═════ Testo proposto ═════

In breve, non si elegge nessuno a condurre una comunità di fratelli finché lo
stesso non abbia imparato con l'obbedienza ciò che conviene comandare e non
abbia assimilato, nella scuola degli anziani, l'insegnamento che dovrà
trasmettere ai più giovani. Dirigere bene gli altri e farsi dirigere in modo
adeguato è, nel giudizio dei padri, la caratteristica dell'uomo saggio, il dono,
la grazia incomparabile dello Spirito Santo. Non si può esercitare l'autorità
per il bene dei propri subordinati se prima non ci si è formati in tutte le
discipline della virtù; e nessuno può obbedire al suo anziano, al di fuori di
colui che si è perfezionato nel timore di Dio e si è reso perfetto nella virtù
dell'umiltà.
Questo è il motivo della diversità degli usi e delle regole che noi vediamo
osservate nelle altre province: la maggior parte delle volte noi non abbiamo
paura di assumere la direzione di un monastero senza conoscere l'insegnamento
degli anziani e, dichiarandoci abati prima di essere stati discepoli, decidiamo
secondo la nostra fantasia, più desiderosi di esigere l'osservanza delle leggi
di nostra invenzione, piuttosto che di custodire la dottrina provata degli
anziani.
Ma, mentre volevo solo spiegare la misura da tenere preferibilmente nelle
orazioni, sono stato conquistato con grande avidità dalle istituzioni dei padri,
anticipando così con eccessivo zelo l'esposizione che ho riservato per il tempo
opportuno. Torniamo ora al nostro argomento.

═════ Dati raccolti ═════

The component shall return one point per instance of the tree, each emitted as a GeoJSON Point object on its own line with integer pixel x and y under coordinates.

═════

> Gli esercizi:
1. Nel testo proposto, che cosa costituisce, nel giudizio dei padri, la caratteristica dell'uomo saggio?
2. Trascrivi il passo del testo proposto che inizia con "Ma, mentre volevo" e arriva fino a "al nostro argomento.", sostituendo "zelo" con "fervore".
3. Stabilisci se le seguenti affermazioni concordano con il testo proposto. Per ciascuna rispondi sì o no e cita le parole del testo che lo dimostrano.
(a) Nelle altre province si osservano usi e regole diversi.
(b) Chi assume la direzione di un monastero conosce sempre l'insegnamento degli anziani.
(c) Chi scrive intendeva spiegare soltanto la misura da tenere nelle orazioni.
Per svolgere gli esercizi non occorre servirsi dei dati.

> Soluzioni degli esercizi:
1. Dirigere bene gli altri e farsi dirigere in modo adeguato.

2.
Ma, mentre volevo solo spiegare la misura da tenere preferibilmente nelle
orazioni, sono stato conquistato con grande avidità dalle istituzioni dei padri,
anticipando così con eccessivo fervore l'esposizione che ho riservato per il tempo
opportuno. Torniamo ora al nostro argomento.

3.
(a) Sì: "Questo è il motivo della diversità degli usi e delle regole che noi vediamo osservate nelle altre province".
(b) No: "la maggior parte delle volte noi non abbiamo paura di assumere la direzione di un monastero senza conoscere l'insegnamento degli anziani".
(c) Sì: "mentre volevo solo spiegare la misura da tenere preferibilmente nelle orazioni".